## Consigne donnée 1
Répondez aux questions suivantes d'après le document :
(a) Quel est le seul langage universel compris de tous ?
(b) Quel est le seul argument qui reste à diplôme égal pour vendre ses compétences ?
(c) Qu'est-ce qui est vital pour l'âme et le bien-être ?
--
Défauts, je vous aime !
Nous devons savoir nous-mêmes ce qui est bon pour nous, pour notre être prisonnier de son masque. Le maquillage ne dure que le temps d’une représentation, le temps éphémère d’un regard, d’un battement de cils, de quelques mots pour échanger un message, langage muet du cœur inconscient. Séduire, c’est vouloir convaincre l’autre qu’on est capable d’entrer dans sa vie, de remplir telle fonction. C’est aussi le seul argument qui reste à diplôme égal pour vendre ses compétences et la société d’aujourd’hui utilise volontiers ce processus pour départager les postulants : sachez séduire ! La beauté, grâce ou vertu, don de la nature : quelle femme n’a rêvé de la conquérir en estompant ses défauts ? Embellir son visage est un art dont la gent féminine semble être douée tout naturellement du geste séculaire qui la rend encore plus féminine, plus séduisante. Jean Cocteau d’écrire qu
’un défaut de l’âme ne peut se corriger sur un visage mais un défaut du visage, si on le corrige, peut corriger une âme. Peut-on le croire réellement ? Corriger un défaut du visage ne donnera toujours que l’illusion de corriger une âme. Ce qui est vital pour l’âme et le bien-être, c’est de sublimer le défaut.
Je me regarde par rapport à ce qui me gêne dans mon visage. Je ne peux donc aimer ce défaut que s’il devient mon identité. Qu’est-ce qu’une façade sans la structure qui la soutient ? Si on parvient à corriger le défaut de l’âme, aucune imperfection ne saura briser son image. Si Madame de Maintenon a dit qu’
une femme sans beauté ne connaît que la moitié de sa vie, quelle chance alors qu’il reste l’autre moitié pour se réaliser!
De la séduction au désir
Ce visage, qui nous dévisage et nous dérange, ne peut rester sans expressions car il nous trahit aussi. En ce lieu où la parole ment, le visage dit vrai. Une bouche, des yeux, un nez, autant de moyens de communication entre le soi intérieur et le moi extérieur qu’il convient de souligner, notamment en accentuant les traits par les soins et le maquillage. Le discours des yeux est le seul langage universel compris de tous. Darwin déclara qu’
un même état d’âme est exprimé dans tous les pays avec une remarquable uniformité. Notre vie quotidienne est aujourd’hui faite d’images de beauté et de séduction auxquelles nous aspirons à nous identifier. La publicité occupe une partie de notre espace de vie et sait utiliser les différentes techniques pour réveiller en nous l’image d’un Narcisse en détresse, en mal d’amour. Chacun pratique l’art de la séduction avec le talent qui lui échoit. L’impressionnante gamme de cosmétiques peut satisfaire les plus difficiles d’entre les femmes et toutes les circonstances se prêtent à ce jeu avec ses leurres idoines. La beauté exige aussi du corporel et de la santé. On peut paraphraser sur les mots qui magnifient la beauté mais il ne peut y avoir de santé sans hygiène et de beauté sans la santé. L’ambition esthétique est proportionnelle à l’amour qu’on porte à sa propre image. Apprenez donc à vous aimer ! La confiance en soi est à ce prix. Exprimez du charme, de la gaîté, de la séduction, du sérieux. Il n’y aura pas d’après si vous ne dégagez pas de confiance en vous, de l’assurance. La séduction peut alors vous ouvrir le cœur de l’être désiré. Sachez faire naître le désir chez l’autre, le désir de vous séduire à son tour.
--
## Consigne donnée 2
Repérez dans le listing chaque ligne qui contient la chaîne « grain », puis recopiez-la.
--
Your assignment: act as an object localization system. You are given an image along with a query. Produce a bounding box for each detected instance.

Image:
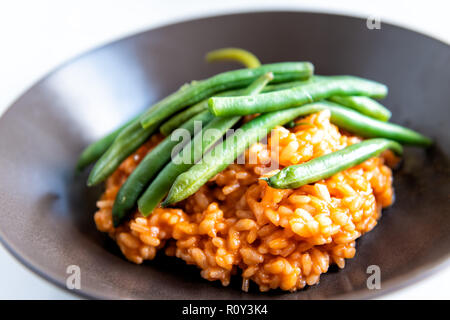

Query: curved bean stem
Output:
[261,139,403,189]
[87,119,158,186]
[138,73,273,216]
[206,48,261,68]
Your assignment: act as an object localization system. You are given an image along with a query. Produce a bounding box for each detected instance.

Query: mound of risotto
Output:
[94,110,395,291]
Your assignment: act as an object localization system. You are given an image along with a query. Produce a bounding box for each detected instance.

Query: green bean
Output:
[138,73,273,216]
[112,110,214,227]
[282,101,432,147]
[159,100,208,136]
[76,117,137,171]
[141,62,314,128]
[208,76,387,116]
[162,103,326,206]
[159,80,309,136]
[87,119,158,186]
[261,139,402,189]
[328,96,391,121]
[206,48,261,68]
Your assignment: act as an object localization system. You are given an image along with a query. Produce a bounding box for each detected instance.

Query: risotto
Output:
[94,110,395,291]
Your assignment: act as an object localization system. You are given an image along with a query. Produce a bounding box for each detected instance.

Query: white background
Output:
[0,0,450,299]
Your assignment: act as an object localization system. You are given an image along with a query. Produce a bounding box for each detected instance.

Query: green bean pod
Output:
[261,139,403,189]
[328,96,391,121]
[87,119,158,186]
[112,110,214,227]
[208,76,387,116]
[141,62,314,128]
[138,73,273,216]
[161,103,330,206]
[206,48,261,68]
[284,101,432,147]
[76,117,137,172]
[159,80,309,136]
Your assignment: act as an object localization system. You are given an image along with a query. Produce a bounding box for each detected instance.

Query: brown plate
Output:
[0,12,450,299]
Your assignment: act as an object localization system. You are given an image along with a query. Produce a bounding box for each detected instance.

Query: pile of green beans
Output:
[113,110,214,226]
[141,62,314,128]
[137,73,273,216]
[206,48,261,68]
[77,48,432,222]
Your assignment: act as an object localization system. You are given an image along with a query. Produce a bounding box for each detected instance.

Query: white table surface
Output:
[0,0,450,299]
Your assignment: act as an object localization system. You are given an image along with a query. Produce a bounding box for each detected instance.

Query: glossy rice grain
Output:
[94,111,395,291]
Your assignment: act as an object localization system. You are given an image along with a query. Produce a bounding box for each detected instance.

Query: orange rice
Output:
[94,111,393,291]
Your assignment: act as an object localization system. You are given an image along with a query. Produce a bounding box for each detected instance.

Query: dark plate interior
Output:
[0,12,450,299]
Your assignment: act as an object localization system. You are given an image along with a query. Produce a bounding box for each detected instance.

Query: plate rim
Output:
[0,8,450,300]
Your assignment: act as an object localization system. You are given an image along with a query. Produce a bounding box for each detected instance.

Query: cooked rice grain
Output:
[94,111,395,291]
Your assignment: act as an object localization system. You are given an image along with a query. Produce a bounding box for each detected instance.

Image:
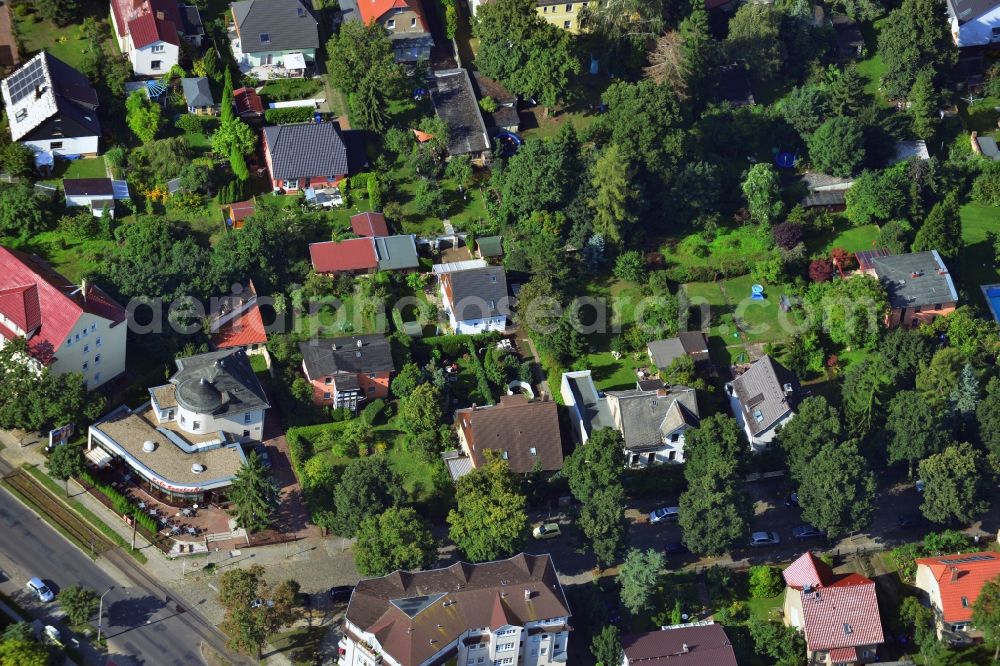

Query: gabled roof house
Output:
[0,247,128,389]
[782,552,885,665]
[0,51,101,155]
[726,355,799,449]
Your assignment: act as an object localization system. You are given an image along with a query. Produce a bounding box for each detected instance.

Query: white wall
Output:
[129,42,180,76]
[49,312,128,389]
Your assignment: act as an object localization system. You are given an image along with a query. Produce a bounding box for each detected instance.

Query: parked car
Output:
[531,523,562,539]
[28,576,56,603]
[750,532,781,546]
[649,506,681,524]
[792,525,826,539]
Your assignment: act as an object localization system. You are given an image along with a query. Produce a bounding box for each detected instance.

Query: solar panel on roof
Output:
[7,58,45,104]
[389,593,444,619]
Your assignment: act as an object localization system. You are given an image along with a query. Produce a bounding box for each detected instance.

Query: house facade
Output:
[438,266,510,335]
[338,553,571,666]
[0,247,128,389]
[299,334,395,411]
[0,51,101,156]
[855,250,958,328]
[229,0,319,79]
[782,552,885,666]
[264,123,349,194]
[87,349,269,503]
[726,356,799,450]
[915,551,1000,642]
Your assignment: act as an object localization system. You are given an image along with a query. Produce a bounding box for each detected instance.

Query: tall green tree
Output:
[227,451,281,532]
[448,450,528,562]
[354,507,437,576]
[793,440,875,536]
[920,443,993,524]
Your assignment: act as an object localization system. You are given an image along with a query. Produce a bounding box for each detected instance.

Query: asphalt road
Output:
[0,482,227,666]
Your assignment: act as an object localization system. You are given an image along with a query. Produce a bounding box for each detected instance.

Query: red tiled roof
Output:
[212,303,267,349]
[233,88,264,115]
[128,14,180,49]
[799,576,885,651]
[351,213,389,238]
[781,553,833,590]
[916,551,1000,623]
[0,247,126,363]
[309,238,378,273]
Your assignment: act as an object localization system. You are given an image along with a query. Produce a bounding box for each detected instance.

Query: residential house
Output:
[111,0,186,77]
[915,551,1000,642]
[181,76,219,116]
[621,620,737,666]
[87,349,270,504]
[855,249,958,327]
[229,0,319,79]
[0,247,128,389]
[340,0,434,63]
[63,178,132,217]
[438,266,510,334]
[0,51,101,155]
[646,331,711,372]
[299,334,395,410]
[472,72,521,134]
[338,553,571,666]
[782,552,885,666]
[560,370,700,467]
[262,121,349,194]
[535,0,594,34]
[209,280,267,354]
[945,0,1000,49]
[726,355,799,450]
[431,69,491,164]
[445,395,563,480]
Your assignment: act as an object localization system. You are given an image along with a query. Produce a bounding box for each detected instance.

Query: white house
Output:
[111,0,185,77]
[0,247,128,389]
[438,266,510,334]
[0,51,101,155]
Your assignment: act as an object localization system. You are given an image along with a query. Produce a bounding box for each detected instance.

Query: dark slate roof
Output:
[871,250,958,308]
[299,334,395,379]
[264,122,348,180]
[622,623,737,666]
[181,76,215,107]
[441,266,510,321]
[731,356,799,435]
[170,349,270,416]
[230,0,319,53]
[431,69,490,155]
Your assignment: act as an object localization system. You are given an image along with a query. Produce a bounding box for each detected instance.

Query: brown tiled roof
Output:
[347,553,570,666]
[455,395,563,474]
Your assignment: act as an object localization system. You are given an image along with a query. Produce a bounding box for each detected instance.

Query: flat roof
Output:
[90,403,246,492]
--
## Réponse complète 1
(a) Le discours des yeux.
(b) Séduire.
(c) Sublimer le défaut.

## Réponse complète 2
Query: glossy rice grain
Query: cooked rice grain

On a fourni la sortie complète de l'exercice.